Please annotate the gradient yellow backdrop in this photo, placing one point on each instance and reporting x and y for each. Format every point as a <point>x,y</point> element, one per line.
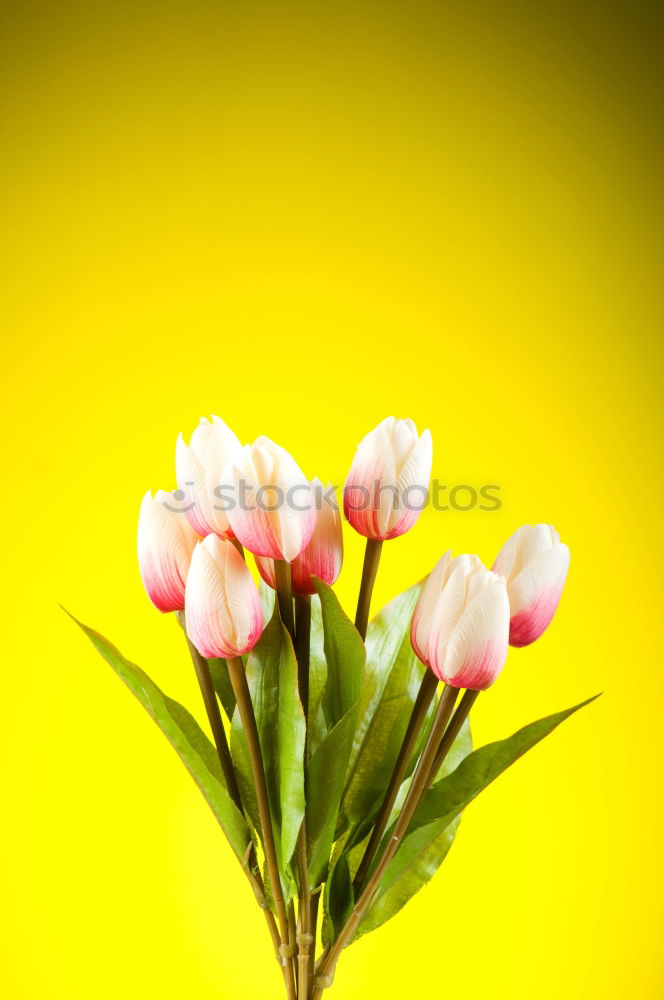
<point>305,218</point>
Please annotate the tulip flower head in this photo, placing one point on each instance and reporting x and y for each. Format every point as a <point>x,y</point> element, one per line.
<point>460,626</point>
<point>222,608</point>
<point>166,541</point>
<point>272,512</point>
<point>534,563</point>
<point>199,466</point>
<point>389,479</point>
<point>322,555</point>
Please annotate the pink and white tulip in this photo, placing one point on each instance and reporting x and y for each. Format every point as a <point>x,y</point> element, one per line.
<point>272,511</point>
<point>534,563</point>
<point>388,482</point>
<point>199,466</point>
<point>166,541</point>
<point>322,555</point>
<point>460,626</point>
<point>222,608</point>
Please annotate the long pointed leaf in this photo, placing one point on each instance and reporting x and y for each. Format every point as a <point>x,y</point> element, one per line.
<point>186,737</point>
<point>432,828</point>
<point>272,679</point>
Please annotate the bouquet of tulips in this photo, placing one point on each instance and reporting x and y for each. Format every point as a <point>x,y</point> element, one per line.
<point>342,756</point>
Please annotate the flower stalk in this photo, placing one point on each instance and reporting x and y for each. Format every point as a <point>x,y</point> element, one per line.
<point>415,724</point>
<point>417,788</point>
<point>248,719</point>
<point>369,570</point>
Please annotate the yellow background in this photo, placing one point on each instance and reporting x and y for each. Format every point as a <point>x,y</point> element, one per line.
<point>305,218</point>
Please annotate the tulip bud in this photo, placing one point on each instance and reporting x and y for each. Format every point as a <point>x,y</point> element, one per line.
<point>534,563</point>
<point>388,481</point>
<point>272,511</point>
<point>321,556</point>
<point>460,625</point>
<point>166,541</point>
<point>199,466</point>
<point>222,608</point>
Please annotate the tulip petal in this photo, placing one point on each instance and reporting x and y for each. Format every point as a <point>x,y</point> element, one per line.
<point>222,607</point>
<point>535,594</point>
<point>426,605</point>
<point>165,545</point>
<point>477,650</point>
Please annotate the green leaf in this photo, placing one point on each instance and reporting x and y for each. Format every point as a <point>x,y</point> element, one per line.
<point>338,900</point>
<point>326,772</point>
<point>432,829</point>
<point>272,679</point>
<point>186,737</point>
<point>345,656</point>
<point>222,685</point>
<point>392,681</point>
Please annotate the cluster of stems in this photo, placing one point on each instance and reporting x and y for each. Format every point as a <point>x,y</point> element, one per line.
<point>294,935</point>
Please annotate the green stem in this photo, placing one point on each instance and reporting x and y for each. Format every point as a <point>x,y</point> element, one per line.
<point>248,719</point>
<point>452,731</point>
<point>417,788</point>
<point>369,570</point>
<point>206,685</point>
<point>302,648</point>
<point>283,586</point>
<point>305,938</point>
<point>417,720</point>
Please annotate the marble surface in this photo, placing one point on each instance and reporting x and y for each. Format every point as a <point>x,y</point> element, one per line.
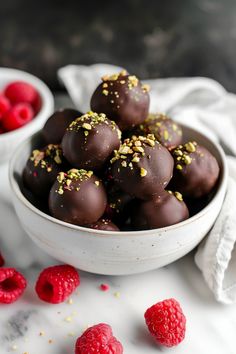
<point>210,325</point>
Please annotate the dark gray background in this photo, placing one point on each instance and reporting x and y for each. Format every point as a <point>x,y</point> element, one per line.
<point>151,38</point>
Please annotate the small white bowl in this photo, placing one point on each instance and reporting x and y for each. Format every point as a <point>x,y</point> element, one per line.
<point>115,253</point>
<point>10,140</point>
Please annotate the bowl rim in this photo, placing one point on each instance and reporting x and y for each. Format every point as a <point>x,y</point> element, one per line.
<point>44,92</point>
<point>17,191</point>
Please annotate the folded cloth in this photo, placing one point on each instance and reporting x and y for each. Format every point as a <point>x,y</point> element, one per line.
<point>205,105</point>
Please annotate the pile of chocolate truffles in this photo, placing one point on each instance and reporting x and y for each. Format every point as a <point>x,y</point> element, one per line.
<point>118,167</point>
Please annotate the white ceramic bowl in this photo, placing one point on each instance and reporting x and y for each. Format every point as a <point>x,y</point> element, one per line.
<point>114,253</point>
<point>10,140</point>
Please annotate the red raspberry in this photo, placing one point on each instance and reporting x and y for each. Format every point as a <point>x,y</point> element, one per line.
<point>17,116</point>
<point>98,339</point>
<point>166,322</point>
<point>2,261</point>
<point>12,285</point>
<point>55,284</point>
<point>21,92</point>
<point>4,105</point>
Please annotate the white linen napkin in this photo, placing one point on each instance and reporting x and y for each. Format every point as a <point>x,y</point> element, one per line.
<point>205,105</point>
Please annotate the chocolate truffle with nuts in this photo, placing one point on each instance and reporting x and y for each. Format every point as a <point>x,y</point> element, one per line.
<point>104,224</point>
<point>42,168</point>
<point>118,206</point>
<point>196,170</point>
<point>77,197</point>
<point>165,209</point>
<point>142,167</point>
<point>55,126</point>
<point>165,130</point>
<point>123,98</point>
<point>90,140</point>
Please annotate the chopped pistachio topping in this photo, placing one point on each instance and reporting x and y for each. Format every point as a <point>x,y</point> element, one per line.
<point>65,180</point>
<point>134,147</point>
<point>87,126</point>
<point>190,147</point>
<point>114,77</point>
<point>105,92</point>
<point>166,134</point>
<point>90,121</point>
<point>182,154</point>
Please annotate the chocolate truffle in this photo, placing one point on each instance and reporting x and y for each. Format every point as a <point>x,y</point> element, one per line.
<point>118,206</point>
<point>142,167</point>
<point>196,170</point>
<point>55,126</point>
<point>90,140</point>
<point>77,197</point>
<point>165,130</point>
<point>165,209</point>
<point>104,224</point>
<point>123,99</point>
<point>42,168</point>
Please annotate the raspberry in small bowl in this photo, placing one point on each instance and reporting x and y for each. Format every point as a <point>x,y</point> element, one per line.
<point>25,104</point>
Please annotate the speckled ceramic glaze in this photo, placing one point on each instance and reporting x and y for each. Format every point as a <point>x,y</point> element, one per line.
<point>10,140</point>
<point>115,253</point>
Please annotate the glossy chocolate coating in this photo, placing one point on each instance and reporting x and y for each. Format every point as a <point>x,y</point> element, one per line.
<point>196,170</point>
<point>123,99</point>
<point>165,130</point>
<point>55,126</point>
<point>142,167</point>
<point>163,210</point>
<point>42,168</point>
<point>90,140</point>
<point>104,224</point>
<point>77,197</point>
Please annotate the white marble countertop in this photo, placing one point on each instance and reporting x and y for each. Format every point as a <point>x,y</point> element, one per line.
<point>210,325</point>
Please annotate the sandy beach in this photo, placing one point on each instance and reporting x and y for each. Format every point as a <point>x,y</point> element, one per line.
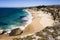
<point>32,28</point>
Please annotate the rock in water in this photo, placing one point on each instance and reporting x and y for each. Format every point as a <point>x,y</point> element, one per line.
<point>16,31</point>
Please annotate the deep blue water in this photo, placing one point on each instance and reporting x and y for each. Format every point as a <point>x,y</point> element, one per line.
<point>11,16</point>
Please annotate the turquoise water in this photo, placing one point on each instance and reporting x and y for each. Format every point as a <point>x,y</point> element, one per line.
<point>11,16</point>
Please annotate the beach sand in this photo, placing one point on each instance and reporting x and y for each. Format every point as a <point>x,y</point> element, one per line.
<point>32,28</point>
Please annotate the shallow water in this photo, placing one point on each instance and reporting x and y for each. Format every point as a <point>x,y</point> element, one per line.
<point>12,17</point>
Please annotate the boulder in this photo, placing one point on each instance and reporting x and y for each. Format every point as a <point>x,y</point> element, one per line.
<point>15,32</point>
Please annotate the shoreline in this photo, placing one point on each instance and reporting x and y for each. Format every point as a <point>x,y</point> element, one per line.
<point>32,28</point>
<point>29,16</point>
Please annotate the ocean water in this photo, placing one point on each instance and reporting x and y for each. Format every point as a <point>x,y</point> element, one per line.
<point>12,17</point>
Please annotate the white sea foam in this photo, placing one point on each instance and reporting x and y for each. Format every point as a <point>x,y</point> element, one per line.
<point>46,19</point>
<point>28,18</point>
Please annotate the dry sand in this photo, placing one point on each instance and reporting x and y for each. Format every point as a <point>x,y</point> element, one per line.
<point>32,28</point>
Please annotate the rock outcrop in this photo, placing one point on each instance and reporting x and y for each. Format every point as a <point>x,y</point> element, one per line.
<point>16,31</point>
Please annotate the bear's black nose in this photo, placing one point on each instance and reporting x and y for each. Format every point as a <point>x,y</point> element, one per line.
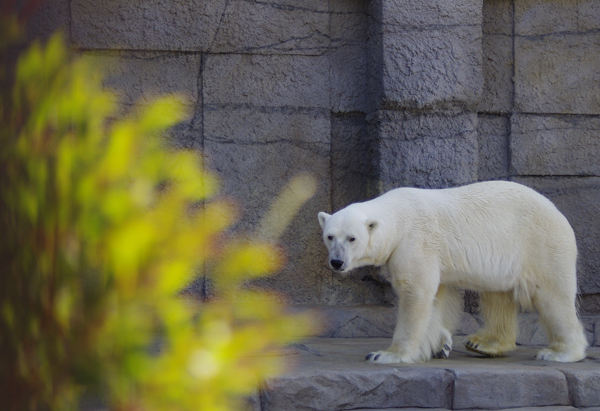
<point>337,264</point>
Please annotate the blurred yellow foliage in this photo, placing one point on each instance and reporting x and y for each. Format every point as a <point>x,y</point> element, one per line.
<point>99,235</point>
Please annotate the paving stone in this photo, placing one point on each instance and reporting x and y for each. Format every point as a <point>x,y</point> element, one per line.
<point>331,374</point>
<point>492,142</point>
<point>579,200</point>
<point>151,25</point>
<point>273,27</point>
<point>555,145</point>
<point>508,388</point>
<point>584,386</point>
<point>348,389</point>
<point>558,74</point>
<point>272,81</point>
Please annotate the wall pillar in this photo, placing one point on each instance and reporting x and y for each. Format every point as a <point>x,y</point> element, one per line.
<point>426,79</point>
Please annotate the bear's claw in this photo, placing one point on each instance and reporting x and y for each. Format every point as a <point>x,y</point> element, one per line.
<point>470,346</point>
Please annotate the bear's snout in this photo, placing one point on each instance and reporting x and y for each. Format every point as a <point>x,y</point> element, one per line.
<point>337,264</point>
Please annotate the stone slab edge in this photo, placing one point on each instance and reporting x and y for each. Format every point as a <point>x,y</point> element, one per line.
<point>361,321</point>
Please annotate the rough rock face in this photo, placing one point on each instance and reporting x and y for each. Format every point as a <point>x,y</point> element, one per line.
<point>366,95</point>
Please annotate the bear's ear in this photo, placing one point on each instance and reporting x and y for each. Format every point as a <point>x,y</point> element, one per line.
<point>372,225</point>
<point>322,218</point>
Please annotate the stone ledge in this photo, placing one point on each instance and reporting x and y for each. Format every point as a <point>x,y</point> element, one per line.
<point>376,321</point>
<point>331,374</point>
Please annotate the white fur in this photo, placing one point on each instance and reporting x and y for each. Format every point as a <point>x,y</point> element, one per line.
<point>499,238</point>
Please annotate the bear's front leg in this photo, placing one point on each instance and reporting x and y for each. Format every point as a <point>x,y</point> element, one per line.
<point>415,308</point>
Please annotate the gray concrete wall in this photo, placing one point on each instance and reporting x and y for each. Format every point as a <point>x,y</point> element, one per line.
<point>366,95</point>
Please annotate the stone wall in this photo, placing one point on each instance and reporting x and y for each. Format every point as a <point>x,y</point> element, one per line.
<point>365,95</point>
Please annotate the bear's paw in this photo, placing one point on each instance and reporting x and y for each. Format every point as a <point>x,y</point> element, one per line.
<point>548,354</point>
<point>486,346</point>
<point>387,357</point>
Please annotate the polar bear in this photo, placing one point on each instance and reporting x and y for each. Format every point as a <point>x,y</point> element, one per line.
<point>499,238</point>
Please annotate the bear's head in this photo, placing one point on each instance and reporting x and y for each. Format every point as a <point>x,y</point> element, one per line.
<point>346,235</point>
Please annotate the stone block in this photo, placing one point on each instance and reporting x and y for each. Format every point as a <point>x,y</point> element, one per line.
<point>273,81</point>
<point>497,93</point>
<point>484,388</point>
<point>420,14</point>
<point>349,21</point>
<point>348,77</point>
<point>539,17</point>
<point>353,161</point>
<point>492,135</point>
<point>497,17</point>
<point>431,150</point>
<point>273,27</point>
<point>348,56</point>
<point>579,200</point>
<point>588,15</point>
<point>255,152</point>
<point>149,25</point>
<point>555,145</point>
<point>50,15</point>
<point>357,321</point>
<point>434,68</point>
<point>531,332</point>
<point>583,386</point>
<point>137,77</point>
<point>360,387</point>
<point>589,304</point>
<point>558,74</point>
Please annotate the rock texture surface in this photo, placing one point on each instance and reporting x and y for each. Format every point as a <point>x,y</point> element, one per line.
<point>331,374</point>
<point>366,95</point>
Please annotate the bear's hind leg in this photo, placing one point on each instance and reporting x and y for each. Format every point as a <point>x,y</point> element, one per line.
<point>447,311</point>
<point>565,332</point>
<point>499,333</point>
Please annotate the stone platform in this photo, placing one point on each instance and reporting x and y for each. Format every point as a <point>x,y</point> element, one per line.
<point>331,374</point>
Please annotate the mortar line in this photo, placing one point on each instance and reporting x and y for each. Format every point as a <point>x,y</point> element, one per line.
<point>514,82</point>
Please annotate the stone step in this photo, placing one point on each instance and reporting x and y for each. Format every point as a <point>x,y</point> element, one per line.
<point>330,374</point>
<point>379,321</point>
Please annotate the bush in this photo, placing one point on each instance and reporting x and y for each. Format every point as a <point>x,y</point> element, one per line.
<point>102,225</point>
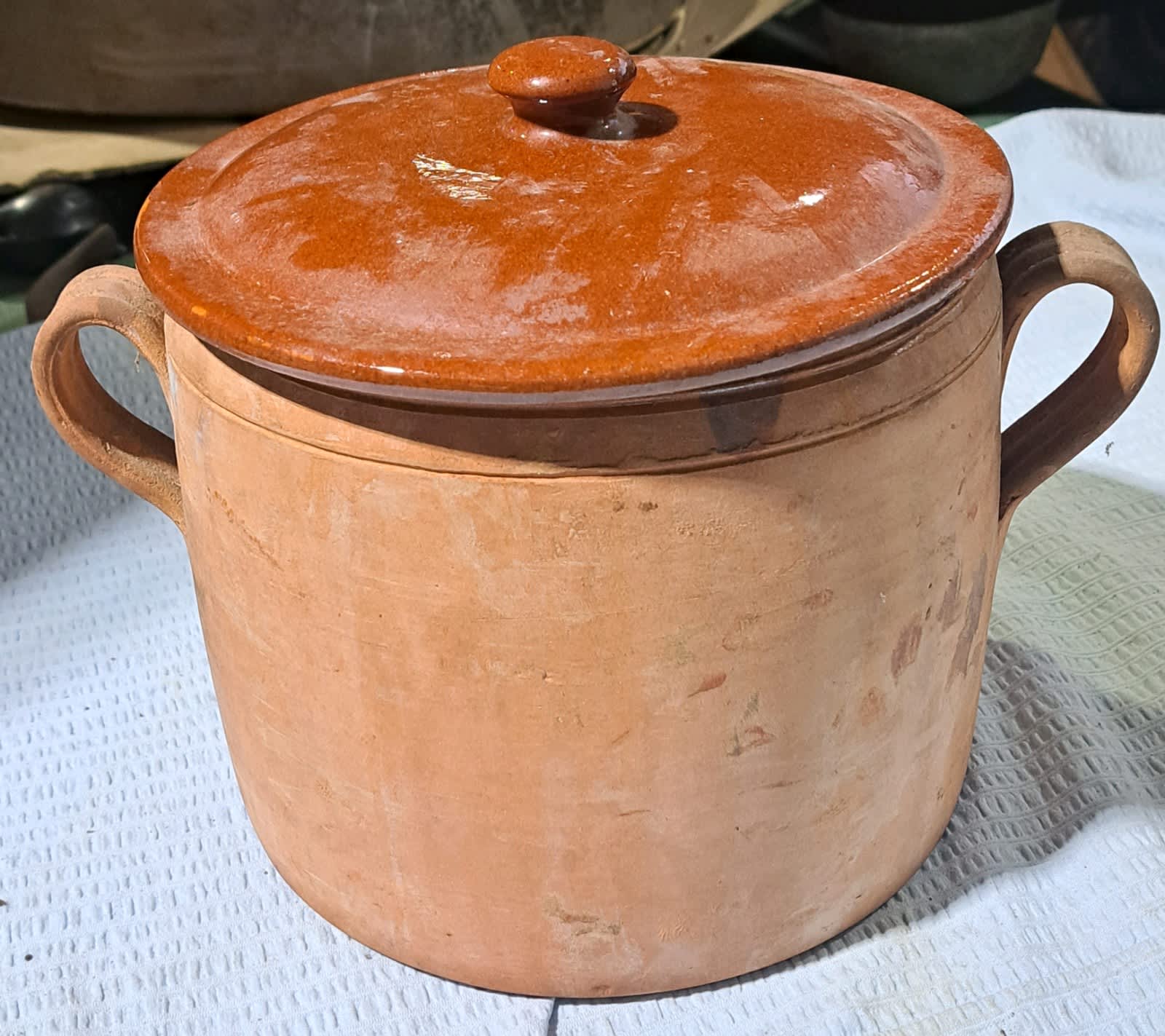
------------------------------
In the records above, find the line that contains "Please annotate the bush". Print it and every later line exactly, omitting the pictures.

Please annotate the bush in this photo, placing one point on each instance and reporting x and y for each. Format every point as a <point>x,y</point> element, one per line.
<point>102,225</point>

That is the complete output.